__Exercise__
Pull out every line below that contains the string "query". Case counts.

__Given data__

※

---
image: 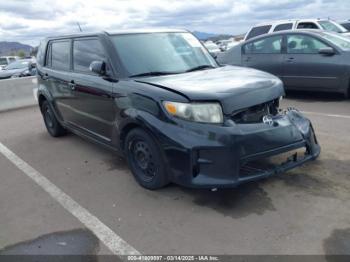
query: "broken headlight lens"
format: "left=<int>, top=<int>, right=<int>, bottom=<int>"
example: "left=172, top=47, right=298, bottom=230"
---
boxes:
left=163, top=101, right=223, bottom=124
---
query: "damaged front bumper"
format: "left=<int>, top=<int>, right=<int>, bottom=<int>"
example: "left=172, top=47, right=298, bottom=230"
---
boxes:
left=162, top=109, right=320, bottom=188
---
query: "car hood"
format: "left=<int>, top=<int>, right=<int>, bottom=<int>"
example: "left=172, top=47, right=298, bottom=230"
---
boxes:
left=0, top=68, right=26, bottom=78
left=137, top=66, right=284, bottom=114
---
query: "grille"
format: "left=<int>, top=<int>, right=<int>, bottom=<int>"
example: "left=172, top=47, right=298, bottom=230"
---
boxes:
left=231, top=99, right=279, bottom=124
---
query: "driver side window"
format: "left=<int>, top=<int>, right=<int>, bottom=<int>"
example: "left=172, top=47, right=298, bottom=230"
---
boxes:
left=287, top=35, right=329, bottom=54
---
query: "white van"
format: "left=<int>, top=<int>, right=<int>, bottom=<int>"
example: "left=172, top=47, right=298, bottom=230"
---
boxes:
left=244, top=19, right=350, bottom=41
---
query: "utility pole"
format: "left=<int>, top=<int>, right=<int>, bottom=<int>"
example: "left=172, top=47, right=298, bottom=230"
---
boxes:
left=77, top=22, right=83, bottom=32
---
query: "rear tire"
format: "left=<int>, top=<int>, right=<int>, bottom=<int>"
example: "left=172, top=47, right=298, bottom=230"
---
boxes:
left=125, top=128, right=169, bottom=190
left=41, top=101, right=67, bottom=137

※

__Result of the exercise__
query: "broken headlight lens"
query: "damaged front bumper"
query: "car hood"
query: "grille"
query: "driver side window"
query: "white van"
query: "utility pole"
query: "rear tire"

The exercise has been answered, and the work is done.